Задания:
• A. Согласуются ли со статьей о шахтерах следующие утверждения? (i) 18 ноября произошли взрывы на двух угольных шахтах, в Экибастузе и в Челябинске. (ii) С 1 июля шахты по-прежнему обязаны продавать валютную выручку. (iii) После введения свободных цен бюджет покрывает 42% затрат на добычу угля. На каждое ответьте «да» или «нет» и приведите решающие слова статьи дословно.
• B. Какую часть расходов на добычу угля покрывала оптовая цена в июне 1993 года, согласно статье о шахтерах?
• C. Перепечатайте без изменений отрывок статьи о шахтерах от слов «Завалы, пожары и» до слов «не сможет вырасти.» включительно.

Gluckauf!
Дословно: "Счастливо выбраться!" (пожелание удачи немецкому шахтеру)
Отличить горняка можно в любой толпе народа по глазам — угольная пыль въедается в кожу вокруг глаз и образует черную кайму, которая почти не смывается. Это — как клеймо. Даже выбравшись из-под земли, шахтеры все равно несут на себе свидетельство принадлежности ей.
Завалы, пожары и травмы в шахтах — практически ежедневное явление, каждая тонна угля дается с кровью. На прошлой неделе, в один только день, 18 ноября, случилось два взрыва в угольных шахтах — на "Северной" в Экибастузе и "Центральной" в Челябинске. В обоих случаях погибли люди. Завтра несчастье может произойти на любой другой шахте, в любом другом районе, где ведется добыча.
Но уголь не нужен, в рыночной экономике он стал слишком дорогим. Это — приговор, обрекающий на вымирание огромные территории на Севере и в Сибири, там будут дороги, которые ведут в никуда, пустые дома в городах и поселках и вокруг них — развороченная земля, на которой в ближайшие пятьдесят лет ничего не сможет вырасти.
Юрьев день для шахтера
Объемы добычи угля всегда (если не считать последние полтора года) были ограничены только возможностями шахт. Все, что выдавалось на-гора, имело гарантированный сбыт, и благополучие шахтеров полностью зависело от того, насколько процентов выполнен и перевыполнен план. А сверхплановый уголь можно было продавать по ценам выше государственных. С 1 июля цены на уголь стали свободными, шахты получили свободный выход на внешние рынки, их освободили от обязательной продажи валютной выручки. Все требования, которые и три, и два года назад во время шахтерских забастовок выдвигали стачкомы, выполнены. Свобода! Но что теперь с этой свободой делать?
Еще в июне 1993 года оптовая цена угля в целом по отрасли покрывала лишь 15-20% расходов на его добычу, остальное доплачивало государство. Теперь, после введения свободных цен, из бюджета покрывается лишь 42% затрат на добычу угля, остальное шахтеры должны сами получить с потребителей — металлургов и энергетиков.

Раздел данных:
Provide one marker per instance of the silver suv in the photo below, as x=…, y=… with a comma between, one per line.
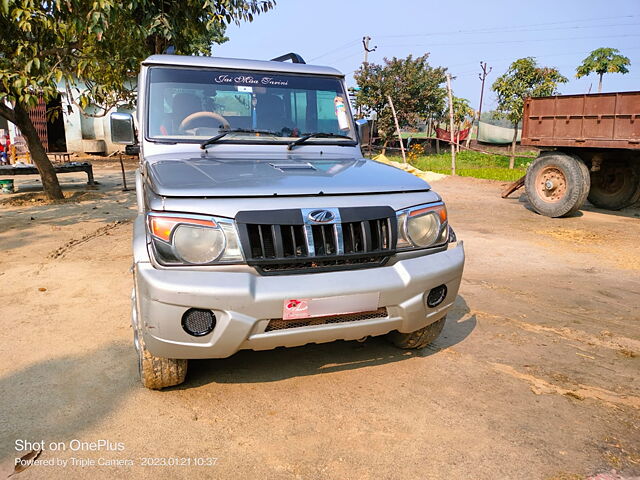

Результаты:
• A.
(i) Да: «случилось два взрыва в угольных шахтах — на "Северной" в Экибастузе и "Центральной" в Челябинске».
(ii) Нет: «их освободили от обязательной продажи валютной выручки».
(iii) Да: «из бюджета покрывается лишь 42% затрат на добычу угля».

• B. Лишь 15-20% расходов на добычу.

• C.
Завалы, пожары и травмы в шахтах — практически ежедневное явление, каждая тонна угля дается с кровью. На прошлой неделе, в один только день, 18 ноября, случилось два взрыва в угольных шахтах — на "Северной" в Экибастузе и "Центральной" в Челябинске. В обоих случаях погибли люди. Завтра несчастье может произойти на любой другой шахте, в любом другом районе, где ведется добыча.
Но уголь не нужен, в рыночной экономике он стал слишком дорогим. Это — приговор, обрекающий на вымирание огромные территории на Севере и в Сибири, там будут дороги, которые ведут в никуда, пустые дома в городах и поселках и вокруг них — развороченная земля, на которой в ближайшие пятьдесят лет ничего не сможет вырасти.